> WHAT THE TASK REQUIRES
Rewrite all the records below with every "instance" changed to "occurrence", leaving the rest untouched.

> MATERIAL PROVIDED
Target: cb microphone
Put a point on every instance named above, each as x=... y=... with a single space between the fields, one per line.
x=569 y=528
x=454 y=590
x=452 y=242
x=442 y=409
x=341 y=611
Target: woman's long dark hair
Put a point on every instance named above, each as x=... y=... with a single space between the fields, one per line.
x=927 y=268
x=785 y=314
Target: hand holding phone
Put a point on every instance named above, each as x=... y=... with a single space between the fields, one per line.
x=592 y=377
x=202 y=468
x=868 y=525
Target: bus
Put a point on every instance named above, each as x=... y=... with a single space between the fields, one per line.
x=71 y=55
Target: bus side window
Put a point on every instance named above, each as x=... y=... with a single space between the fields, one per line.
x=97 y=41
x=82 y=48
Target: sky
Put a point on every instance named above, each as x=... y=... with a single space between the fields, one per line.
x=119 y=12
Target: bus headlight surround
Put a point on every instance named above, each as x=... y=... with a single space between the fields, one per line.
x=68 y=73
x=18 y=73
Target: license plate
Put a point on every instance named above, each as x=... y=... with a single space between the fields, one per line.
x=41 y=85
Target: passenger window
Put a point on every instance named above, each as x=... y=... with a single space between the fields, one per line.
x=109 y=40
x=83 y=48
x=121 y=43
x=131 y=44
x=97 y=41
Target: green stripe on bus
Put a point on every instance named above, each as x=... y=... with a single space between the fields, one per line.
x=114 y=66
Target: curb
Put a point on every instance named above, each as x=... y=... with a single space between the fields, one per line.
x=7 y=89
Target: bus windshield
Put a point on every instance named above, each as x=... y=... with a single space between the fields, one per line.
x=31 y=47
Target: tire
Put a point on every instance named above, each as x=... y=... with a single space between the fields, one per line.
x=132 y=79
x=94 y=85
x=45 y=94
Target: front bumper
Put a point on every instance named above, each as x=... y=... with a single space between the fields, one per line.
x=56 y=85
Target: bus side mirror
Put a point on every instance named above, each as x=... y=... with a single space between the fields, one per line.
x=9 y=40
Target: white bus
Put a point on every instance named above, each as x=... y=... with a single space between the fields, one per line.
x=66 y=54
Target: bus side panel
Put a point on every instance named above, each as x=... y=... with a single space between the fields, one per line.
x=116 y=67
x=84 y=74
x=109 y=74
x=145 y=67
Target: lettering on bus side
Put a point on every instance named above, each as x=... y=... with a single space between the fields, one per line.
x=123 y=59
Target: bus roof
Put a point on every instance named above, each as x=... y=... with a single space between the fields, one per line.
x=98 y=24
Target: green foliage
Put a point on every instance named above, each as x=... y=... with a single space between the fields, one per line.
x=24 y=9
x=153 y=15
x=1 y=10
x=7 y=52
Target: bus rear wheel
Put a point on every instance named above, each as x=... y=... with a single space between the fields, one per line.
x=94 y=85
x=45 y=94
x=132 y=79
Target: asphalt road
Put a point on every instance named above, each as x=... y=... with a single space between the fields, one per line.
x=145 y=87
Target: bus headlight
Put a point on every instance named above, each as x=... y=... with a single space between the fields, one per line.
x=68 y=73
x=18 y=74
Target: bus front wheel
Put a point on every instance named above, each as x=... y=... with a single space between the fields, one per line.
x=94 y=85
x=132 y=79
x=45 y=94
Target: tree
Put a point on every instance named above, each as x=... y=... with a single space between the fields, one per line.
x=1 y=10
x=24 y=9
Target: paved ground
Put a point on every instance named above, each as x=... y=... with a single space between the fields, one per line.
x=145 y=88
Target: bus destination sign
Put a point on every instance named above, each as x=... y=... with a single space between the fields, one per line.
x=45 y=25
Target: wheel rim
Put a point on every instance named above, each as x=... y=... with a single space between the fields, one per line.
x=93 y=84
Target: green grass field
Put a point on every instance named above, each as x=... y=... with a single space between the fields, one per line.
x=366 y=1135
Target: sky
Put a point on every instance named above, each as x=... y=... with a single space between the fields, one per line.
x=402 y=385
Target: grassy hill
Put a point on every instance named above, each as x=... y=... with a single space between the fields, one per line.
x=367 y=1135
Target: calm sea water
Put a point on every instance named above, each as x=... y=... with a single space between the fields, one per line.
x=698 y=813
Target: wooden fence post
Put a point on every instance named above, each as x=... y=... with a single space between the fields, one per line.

> TASK RESULT
Target: cb microphone
Put a point on every occurrence named above, each as x=... y=... with a single space between the fields, one per line.
x=569 y=528
x=454 y=590
x=452 y=242
x=442 y=409
x=341 y=611
Target: woman's long dark hair
Put a point on every occurrence named above, each as x=... y=... with a single space between the fields, one per line.
x=927 y=268
x=785 y=314
Target: hand holding phone
Put a point on every occurrence named above, each as x=... y=... with a single space between the fields, one per line.
x=592 y=377
x=202 y=468
x=868 y=525
Target: bus
Put a point on every occurrence named above, each as x=... y=... with a single space between the fields, one per line.
x=71 y=55
Target: bus side window
Put a point on every occurrence named above, each as x=... y=... with a single space between the fields, one per line.
x=97 y=41
x=82 y=48
Target: sky
Put a point on every occurrence named above, each as x=... y=... with a single space between the fields, one per line.
x=119 y=12
Target: bus headlight surround
Put a point on every occurrence named above, each as x=... y=... with a single space between the fields, one per line.
x=68 y=73
x=18 y=73
Target: license plate
Put a point on every occurrence named above, each as x=... y=... with a single space between the fields, one per line.
x=41 y=85
Target: passenger window
Put a point on every occurrence named above, each as x=... y=... with a single space between the fields, one per line.
x=109 y=40
x=83 y=48
x=121 y=43
x=131 y=44
x=97 y=41
Target: green stripe on bus
Put a point on every occurrence named above, each as x=... y=... with a single space between the fields, one per line.
x=114 y=66
Target: curb
Put a point on every occurrence named above, each as x=... y=... with a single space between the fields, one per line.
x=7 y=89
Target: bus windshield
Put a point on every occurrence named above, each as x=... y=... with a single space between the fields, one per line.
x=31 y=47
Target: tire
Put a point on every occurrence named above, each as x=... y=... with a single space between the fields, one per line.
x=132 y=79
x=94 y=85
x=45 y=94
Target: front bumper
Put a point on every occurrence named above, each as x=... y=... with a single space between the fields, one per line.
x=56 y=85
Target: bus side mirror
Put a point on every occurrence named above, each as x=... y=... with a single space between the fields, one per line.
x=9 y=40
Target: white bus
Put a point on every occurrence named above, each as x=... y=... with a single space between the fields, one per line.
x=66 y=54
Target: bus side panel
Put a point on every occurrence named above, each as x=... y=... with a single space between the fields, one per line.
x=116 y=67
x=84 y=74
x=109 y=74
x=145 y=67
Target: lettering on bus side
Put a point on every occurrence named above, each as x=... y=... with a single space between the fields, one per line.
x=123 y=59
Target: bus roof
Put a point on every occurrence named above, each as x=... y=... with a single space between the fields, one per line.
x=98 y=24
Target: green foliage
Put a point on every occurrence named above, each as x=... y=... with a single space between the fields, one per line.
x=24 y=9
x=153 y=15
x=1 y=10
x=7 y=52
Target: bus rear wheel
Put a point on every occurrence named above, each as x=... y=... with a single space between the fields, one per line.
x=94 y=85
x=45 y=94
x=132 y=79
Target: asphalt road
Put a point on every occurrence named above, each as x=... y=... with a single space between the fields, one per line.
x=145 y=87
Target: bus headlight
Put a point on every occurrence named above, each as x=... y=... with a single space between the fields, one per line.
x=68 y=73
x=18 y=74
Target: bus front wheel
Put a point on every occurrence named above, each as x=... y=... with a single space between the fields, one per line.
x=94 y=85
x=132 y=79
x=45 y=94
Target: tree
Put a point on every occurrence named above, each as x=... y=... with a single space between the fields, one per line.
x=1 y=10
x=24 y=9
Target: paved ground
Put a point on every occurrence named above, each as x=... y=... with a single space between the fields, one per line.
x=145 y=88
Target: bus destination sign
Put a point on every occurrence named above, each as x=... y=... with a single space between the fields, one per line.
x=45 y=25
Target: wheel rim
Put a point on every occurrence named above, each as x=... y=... with a single space between the fields, one per line.
x=93 y=84
Target: green grass field
Put a point on every occurrence named above, each as x=... y=... with a single space between the fields, one per line.
x=366 y=1135
Target: sky
Put a point on every occurrence named above, each as x=... y=... with a single space between the fields, one per line.
x=402 y=385
Target: grassy hill
Put a point on every occurrence named above, each as x=... y=... with a single space between the fields, one per line.
x=367 y=1135
Target: calm sea water
Put a point on every occurrence named above, each as x=... y=... with a single space between the fields, one per line.
x=698 y=813
Target: wooden fence post
Put a point on every occurrence named above, each as x=... y=... with a single space between the fields, one per line.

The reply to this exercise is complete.